*Task instructions*.
Count the lines in the records below that contain the string "window", and reply with that number alone.

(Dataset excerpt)
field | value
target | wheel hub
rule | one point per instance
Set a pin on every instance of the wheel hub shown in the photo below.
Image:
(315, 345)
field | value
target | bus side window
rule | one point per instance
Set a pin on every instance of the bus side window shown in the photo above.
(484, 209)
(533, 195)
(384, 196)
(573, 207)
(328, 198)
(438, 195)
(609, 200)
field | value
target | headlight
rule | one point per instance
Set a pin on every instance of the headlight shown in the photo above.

* * *

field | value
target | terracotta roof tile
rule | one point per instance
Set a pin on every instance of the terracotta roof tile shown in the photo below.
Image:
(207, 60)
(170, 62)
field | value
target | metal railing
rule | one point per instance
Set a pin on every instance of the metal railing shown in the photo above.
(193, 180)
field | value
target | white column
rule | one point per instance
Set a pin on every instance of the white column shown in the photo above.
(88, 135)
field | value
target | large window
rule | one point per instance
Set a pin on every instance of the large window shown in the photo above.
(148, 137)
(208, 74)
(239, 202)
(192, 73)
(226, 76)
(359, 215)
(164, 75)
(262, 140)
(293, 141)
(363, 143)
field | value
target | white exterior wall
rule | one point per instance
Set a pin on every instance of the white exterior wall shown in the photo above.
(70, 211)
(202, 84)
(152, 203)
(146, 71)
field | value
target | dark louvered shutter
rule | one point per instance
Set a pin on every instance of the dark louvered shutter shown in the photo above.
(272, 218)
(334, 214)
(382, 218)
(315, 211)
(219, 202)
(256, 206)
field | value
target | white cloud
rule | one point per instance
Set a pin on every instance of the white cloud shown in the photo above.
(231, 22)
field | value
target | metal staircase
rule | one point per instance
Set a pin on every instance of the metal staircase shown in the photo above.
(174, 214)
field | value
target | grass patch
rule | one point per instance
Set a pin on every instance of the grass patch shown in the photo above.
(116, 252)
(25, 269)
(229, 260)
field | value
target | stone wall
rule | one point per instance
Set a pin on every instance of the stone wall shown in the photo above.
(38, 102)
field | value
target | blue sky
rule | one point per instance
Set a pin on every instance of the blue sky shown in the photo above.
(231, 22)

*Full output*.
4